▸ ROWS
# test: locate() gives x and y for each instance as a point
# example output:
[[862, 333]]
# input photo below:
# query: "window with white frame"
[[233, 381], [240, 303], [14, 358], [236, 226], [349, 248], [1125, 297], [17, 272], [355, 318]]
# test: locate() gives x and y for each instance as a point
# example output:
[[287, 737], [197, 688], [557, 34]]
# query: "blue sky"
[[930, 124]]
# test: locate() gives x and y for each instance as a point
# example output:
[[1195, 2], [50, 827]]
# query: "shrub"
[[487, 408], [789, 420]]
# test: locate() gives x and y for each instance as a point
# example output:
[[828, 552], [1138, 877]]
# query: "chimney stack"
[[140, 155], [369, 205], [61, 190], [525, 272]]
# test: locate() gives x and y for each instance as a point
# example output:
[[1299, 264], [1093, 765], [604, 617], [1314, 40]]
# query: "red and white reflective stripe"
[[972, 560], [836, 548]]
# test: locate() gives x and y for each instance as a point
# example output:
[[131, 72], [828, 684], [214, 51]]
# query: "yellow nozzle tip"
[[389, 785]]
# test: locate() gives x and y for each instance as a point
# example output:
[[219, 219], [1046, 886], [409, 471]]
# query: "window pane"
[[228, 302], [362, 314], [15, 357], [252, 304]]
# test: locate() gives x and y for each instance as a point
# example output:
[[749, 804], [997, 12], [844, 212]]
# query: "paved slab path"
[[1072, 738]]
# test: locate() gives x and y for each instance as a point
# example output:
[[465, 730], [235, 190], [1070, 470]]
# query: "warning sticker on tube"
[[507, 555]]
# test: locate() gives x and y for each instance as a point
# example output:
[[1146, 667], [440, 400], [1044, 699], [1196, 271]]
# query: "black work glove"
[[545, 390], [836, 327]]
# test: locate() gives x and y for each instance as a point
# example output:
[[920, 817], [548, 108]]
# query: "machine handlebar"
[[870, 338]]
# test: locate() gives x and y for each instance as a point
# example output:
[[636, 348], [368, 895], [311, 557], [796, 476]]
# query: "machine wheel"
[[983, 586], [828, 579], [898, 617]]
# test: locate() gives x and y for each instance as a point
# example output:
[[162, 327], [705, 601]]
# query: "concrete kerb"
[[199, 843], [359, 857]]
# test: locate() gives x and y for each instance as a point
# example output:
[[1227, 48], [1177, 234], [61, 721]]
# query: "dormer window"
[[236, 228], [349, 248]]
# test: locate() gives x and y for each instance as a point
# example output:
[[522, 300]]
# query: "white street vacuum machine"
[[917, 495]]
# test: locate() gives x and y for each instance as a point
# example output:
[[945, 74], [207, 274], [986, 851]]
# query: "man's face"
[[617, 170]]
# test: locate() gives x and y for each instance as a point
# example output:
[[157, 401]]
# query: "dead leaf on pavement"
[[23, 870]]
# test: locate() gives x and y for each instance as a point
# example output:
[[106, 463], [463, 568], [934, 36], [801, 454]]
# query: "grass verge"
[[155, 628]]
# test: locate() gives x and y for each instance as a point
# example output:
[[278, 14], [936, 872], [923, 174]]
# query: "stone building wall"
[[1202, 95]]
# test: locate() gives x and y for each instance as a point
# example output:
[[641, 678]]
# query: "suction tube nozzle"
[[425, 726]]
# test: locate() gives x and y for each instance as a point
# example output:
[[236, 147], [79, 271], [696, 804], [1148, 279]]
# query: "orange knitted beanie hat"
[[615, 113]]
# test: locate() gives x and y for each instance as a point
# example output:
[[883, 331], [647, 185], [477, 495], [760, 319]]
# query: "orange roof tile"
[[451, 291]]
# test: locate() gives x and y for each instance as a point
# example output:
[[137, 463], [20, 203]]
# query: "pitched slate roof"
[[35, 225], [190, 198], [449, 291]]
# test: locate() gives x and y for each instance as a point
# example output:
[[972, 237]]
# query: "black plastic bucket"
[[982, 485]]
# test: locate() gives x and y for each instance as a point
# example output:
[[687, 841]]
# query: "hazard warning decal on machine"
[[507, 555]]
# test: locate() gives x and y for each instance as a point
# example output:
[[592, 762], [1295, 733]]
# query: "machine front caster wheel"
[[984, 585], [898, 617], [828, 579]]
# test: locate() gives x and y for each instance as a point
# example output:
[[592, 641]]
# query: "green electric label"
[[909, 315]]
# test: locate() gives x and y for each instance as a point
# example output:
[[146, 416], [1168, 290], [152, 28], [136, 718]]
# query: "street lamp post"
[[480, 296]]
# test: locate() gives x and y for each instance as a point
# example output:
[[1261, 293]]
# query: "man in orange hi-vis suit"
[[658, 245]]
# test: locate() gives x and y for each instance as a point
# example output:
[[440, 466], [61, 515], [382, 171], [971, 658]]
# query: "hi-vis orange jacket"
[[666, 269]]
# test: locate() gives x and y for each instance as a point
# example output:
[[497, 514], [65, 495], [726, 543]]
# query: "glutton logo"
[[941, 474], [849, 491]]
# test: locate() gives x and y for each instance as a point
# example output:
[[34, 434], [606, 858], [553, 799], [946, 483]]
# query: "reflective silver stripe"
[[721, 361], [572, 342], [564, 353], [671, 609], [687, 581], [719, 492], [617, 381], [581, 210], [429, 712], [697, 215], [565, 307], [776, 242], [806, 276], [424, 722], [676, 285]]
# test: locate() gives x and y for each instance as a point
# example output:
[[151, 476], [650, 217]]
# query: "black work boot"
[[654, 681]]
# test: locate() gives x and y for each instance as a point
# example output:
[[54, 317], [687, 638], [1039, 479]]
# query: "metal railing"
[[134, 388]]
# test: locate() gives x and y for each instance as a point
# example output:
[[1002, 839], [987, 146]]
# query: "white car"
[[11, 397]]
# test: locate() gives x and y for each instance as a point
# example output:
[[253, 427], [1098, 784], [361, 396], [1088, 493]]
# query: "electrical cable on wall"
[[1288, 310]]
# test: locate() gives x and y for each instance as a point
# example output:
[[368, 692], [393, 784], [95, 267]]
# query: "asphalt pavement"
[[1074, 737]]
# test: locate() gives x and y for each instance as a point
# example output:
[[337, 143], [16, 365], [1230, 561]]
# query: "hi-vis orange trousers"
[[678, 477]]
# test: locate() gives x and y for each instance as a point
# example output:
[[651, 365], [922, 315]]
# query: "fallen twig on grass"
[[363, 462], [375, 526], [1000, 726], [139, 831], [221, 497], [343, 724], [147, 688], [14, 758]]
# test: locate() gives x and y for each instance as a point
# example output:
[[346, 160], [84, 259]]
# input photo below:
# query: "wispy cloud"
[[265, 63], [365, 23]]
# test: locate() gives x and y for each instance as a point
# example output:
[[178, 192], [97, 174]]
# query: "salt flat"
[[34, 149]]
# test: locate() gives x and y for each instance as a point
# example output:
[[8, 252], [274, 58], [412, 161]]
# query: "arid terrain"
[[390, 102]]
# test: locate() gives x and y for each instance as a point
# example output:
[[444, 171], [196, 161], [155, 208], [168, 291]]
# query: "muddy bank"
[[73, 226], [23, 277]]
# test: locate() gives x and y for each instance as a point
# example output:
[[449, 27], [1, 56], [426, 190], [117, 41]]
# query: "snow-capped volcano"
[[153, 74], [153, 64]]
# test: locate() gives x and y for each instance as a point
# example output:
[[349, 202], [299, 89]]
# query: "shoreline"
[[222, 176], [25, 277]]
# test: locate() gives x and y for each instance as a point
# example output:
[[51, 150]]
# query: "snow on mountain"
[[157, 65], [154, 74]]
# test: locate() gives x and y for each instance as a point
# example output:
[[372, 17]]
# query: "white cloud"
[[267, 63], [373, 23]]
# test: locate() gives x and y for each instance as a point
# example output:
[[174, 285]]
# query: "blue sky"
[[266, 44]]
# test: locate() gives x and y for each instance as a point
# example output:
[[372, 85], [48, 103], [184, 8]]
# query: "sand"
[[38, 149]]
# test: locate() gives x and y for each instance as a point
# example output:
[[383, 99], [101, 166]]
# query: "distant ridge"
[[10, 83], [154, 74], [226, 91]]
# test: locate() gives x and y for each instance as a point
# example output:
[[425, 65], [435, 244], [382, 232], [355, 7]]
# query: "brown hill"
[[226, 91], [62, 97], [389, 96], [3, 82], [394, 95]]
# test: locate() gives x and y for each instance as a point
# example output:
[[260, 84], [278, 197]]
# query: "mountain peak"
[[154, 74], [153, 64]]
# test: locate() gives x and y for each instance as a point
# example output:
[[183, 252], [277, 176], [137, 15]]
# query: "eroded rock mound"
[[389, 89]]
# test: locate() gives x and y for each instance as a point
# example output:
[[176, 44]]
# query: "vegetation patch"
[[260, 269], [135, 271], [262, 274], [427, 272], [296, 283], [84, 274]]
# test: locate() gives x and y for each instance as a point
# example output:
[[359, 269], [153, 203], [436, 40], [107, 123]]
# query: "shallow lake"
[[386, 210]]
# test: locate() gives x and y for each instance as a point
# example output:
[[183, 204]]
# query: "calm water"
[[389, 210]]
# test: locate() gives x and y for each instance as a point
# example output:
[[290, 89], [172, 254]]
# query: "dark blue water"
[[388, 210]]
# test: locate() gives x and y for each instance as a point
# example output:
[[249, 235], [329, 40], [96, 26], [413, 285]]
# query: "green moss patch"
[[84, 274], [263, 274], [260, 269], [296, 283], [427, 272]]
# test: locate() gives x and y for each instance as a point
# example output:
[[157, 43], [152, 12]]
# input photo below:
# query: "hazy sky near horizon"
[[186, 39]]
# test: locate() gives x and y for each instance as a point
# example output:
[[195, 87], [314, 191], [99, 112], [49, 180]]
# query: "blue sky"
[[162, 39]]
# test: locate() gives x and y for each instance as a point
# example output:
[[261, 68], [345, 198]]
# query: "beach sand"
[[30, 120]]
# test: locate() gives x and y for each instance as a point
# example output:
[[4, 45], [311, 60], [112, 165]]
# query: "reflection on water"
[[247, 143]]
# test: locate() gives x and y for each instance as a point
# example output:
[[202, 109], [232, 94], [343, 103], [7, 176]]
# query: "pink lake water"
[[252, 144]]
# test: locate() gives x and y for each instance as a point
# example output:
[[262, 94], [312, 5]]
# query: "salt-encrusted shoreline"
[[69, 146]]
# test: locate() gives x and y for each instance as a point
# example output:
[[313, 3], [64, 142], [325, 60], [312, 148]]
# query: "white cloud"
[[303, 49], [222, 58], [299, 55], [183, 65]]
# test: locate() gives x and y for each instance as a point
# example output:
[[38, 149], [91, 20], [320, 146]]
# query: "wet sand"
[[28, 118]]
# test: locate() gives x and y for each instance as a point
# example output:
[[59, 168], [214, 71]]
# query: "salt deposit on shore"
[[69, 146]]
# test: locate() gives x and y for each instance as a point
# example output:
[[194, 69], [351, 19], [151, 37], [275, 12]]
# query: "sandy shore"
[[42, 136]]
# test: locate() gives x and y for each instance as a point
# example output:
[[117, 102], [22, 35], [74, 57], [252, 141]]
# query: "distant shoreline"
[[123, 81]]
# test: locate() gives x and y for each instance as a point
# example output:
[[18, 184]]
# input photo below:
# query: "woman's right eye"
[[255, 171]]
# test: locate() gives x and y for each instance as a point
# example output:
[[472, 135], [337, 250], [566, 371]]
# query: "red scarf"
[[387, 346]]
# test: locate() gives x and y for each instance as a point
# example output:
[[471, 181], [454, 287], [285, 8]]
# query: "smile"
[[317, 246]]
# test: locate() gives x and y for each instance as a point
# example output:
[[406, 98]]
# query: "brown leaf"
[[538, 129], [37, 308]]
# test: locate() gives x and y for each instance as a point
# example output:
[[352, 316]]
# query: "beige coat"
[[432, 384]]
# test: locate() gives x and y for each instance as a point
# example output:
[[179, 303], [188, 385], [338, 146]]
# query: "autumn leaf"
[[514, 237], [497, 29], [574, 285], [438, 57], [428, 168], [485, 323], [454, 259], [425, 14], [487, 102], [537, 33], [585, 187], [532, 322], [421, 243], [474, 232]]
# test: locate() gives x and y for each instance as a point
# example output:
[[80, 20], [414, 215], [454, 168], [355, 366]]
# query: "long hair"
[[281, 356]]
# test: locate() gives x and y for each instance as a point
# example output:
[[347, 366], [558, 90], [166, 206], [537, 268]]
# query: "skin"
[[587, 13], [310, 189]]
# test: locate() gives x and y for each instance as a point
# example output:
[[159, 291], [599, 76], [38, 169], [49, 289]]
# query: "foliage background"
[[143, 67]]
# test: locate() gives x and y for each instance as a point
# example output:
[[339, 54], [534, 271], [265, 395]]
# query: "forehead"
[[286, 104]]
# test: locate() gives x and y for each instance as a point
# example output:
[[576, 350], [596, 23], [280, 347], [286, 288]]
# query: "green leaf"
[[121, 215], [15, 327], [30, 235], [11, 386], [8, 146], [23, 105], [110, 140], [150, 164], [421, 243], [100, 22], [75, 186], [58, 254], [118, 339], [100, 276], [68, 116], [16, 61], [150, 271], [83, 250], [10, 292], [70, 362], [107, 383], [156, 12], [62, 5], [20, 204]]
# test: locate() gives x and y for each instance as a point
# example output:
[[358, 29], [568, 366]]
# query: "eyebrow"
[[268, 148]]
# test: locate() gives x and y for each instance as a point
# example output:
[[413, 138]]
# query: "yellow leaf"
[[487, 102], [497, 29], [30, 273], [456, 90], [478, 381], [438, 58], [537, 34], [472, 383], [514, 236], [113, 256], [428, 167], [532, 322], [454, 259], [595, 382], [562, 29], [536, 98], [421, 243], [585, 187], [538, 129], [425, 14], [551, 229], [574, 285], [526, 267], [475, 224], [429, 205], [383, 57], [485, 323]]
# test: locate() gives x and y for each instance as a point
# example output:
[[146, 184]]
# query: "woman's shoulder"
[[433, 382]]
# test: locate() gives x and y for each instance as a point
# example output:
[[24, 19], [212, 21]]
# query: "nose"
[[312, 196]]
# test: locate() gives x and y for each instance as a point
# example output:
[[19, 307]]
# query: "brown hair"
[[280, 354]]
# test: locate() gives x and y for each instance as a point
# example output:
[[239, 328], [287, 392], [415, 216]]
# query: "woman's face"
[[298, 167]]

▸ PROBLEM DETAILS
Rescale every line, starting at the top of the items and ending at the line containing "272], [355, 318]]", and copy each line in full. Multiply only the point coordinates in the answer lists by 2.6 and round them to whole numbers, rounding halves up, and leave every other number unchanged.

▸ SOLUTION TO THE PROBLEM
# test: locate() gives x and y for each instance as a point
# example output:
[[862, 333]]
# input photo below:
# query: "window with white frame"
[[606, 991], [624, 788], [36, 931], [614, 588], [907, 645], [2925, 772], [44, 707], [923, 827]]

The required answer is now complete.